À cet égard, je souscris aux propos pleins de sagesse du président de la commission. Imaginons, par exemple, que, au cours d’une garde à vue, un officier de police judiciaire objecte à l’avocat que, prendre des notes, c’est prendre copie, et lui interdise par conséquent de poursuivre ! Voilà la difficulté que nous souhaitons prévenir.
M. le président. Je mets aux voix l'amendement n° 83 rectifié.
(L'amendement est adopté à l'unanimité des présents.)
M. le président. L'amendement n° 163, présenté par le Gouvernement, est ainsi libellé :
Alinéa 3, seconde phrase
Après les mots :
la première audition
insérer les mots :
, sauf si elle porte uniquement sur les éléments de personnalité,
La parole est à M. le garde des sceaux.
M. Michel Mercier, garde des sceaux. Après tous les efforts que j’ai consentis, j’espère que la commission acceptera mes amendements aussi facilement que d’autres. (Sourires.)
Mme Nicole Borvo Cohen-Seat. Ce n’est pas sûr ! (Mêmes mouvements.)
M. Michel Mercier, garde des sceaux. Cet amendement de précision vise à apporter une solution pragmatique destinée à concilier les nécessités de l’enquête et la préservation des droits de la défense. Le Gouvernement propose ainsi que la présence de l’avocat ne soit pas obligatoire lorsque la première audition porte uniquement sur les éléments de personnalité. Les services de police et de gendarmerie pourraient ainsi entendre la personne gardée à vue durant les deux premières heures de la mesure, y compris sans avocat, à condition que cette audition ne porte que sur des éléments de personnalité. Notre objectif est clair : il s’agit de consacrer utilement le temps de la garde à vue aux questions de fond en évacuant préalablement les questions liées à la personnalité de la personne mise en cause.
Cette mesure est essentielle si l’on veut que la garde à vue se déroule dans de bonnes conditions et ne se prolonge pas. En effet, si ces questions d’état civil ne sont pas abordées au cours de cette première phase, elles devront l’être ensuite, ce qui entraînera la prolongation de la garde à vue. Est-ce là le but visé ? Si l’on considère que la garde à vue doit être aussi courte que possible, l’adoption de l’amendement du Gouvernement devrait permettre de satisfaire cet objectif, d’autant – et nous l’avons tous souligné – que la question demeure de savoir quelle autorité judiciaire doit décider cette prolongation.
Espérant avoir convaincu la commission du bien-fondé de cet amendement, je vous invite, mesdames, messieurs les sénateurs, à le voter.
M. le président. Quel est l’avis de la commission ?
M. François Zocchetto, rapporteur. Monsieur le garde des sceaux, quitte à vous contrarier une nouvelle fois – d’autant que ce n’est peut-être pas la dernière (Sourires) –, je suis au regret de vous informer que la commission émet un avis défavorable sur cet amendement.

▸ **MATÉRIEL FOURNI**
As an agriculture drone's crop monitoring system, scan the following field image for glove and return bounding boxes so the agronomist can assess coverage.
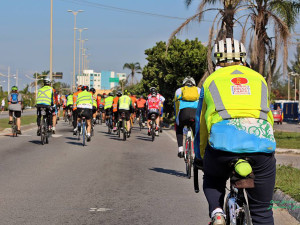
[194,157,203,171]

▸ **CONSIGNE**
Écrivez la suite du débat au Sénat sur la garde à vue, en reprenant après la dernière intervention.

▸ **RÉPONSE ATTENDUE**
M. François Zocchetto, rapporteur. Nous pensons qu’il n’est pas si aisé de distinguer entre l’interrogatoire de personnalité et l’interrogatoire portant sur les éléments de l’enquête.
À l’appui de ma démonstration, je vous rapporterai cet exemple d’interrogatoire, cité en commission.
Question : « Où habitez-vous ? ». Réponse : « À tel endroit. » « Pourquoi ? » « Êtes-vous marié ? » « Non. » « Vivez-vous seul ? » « Non. » « Alors expliquez-nous ! » « Quelles sont vos ressources ? » La personne indique ou non ses ressources. « Comment les justifiez-vous ? »
Comme vous pouvez le constater, il est assez difficile, au cours de l’interrogatoire de personnalité, de s’en tenir à des questions et à des réponses simples.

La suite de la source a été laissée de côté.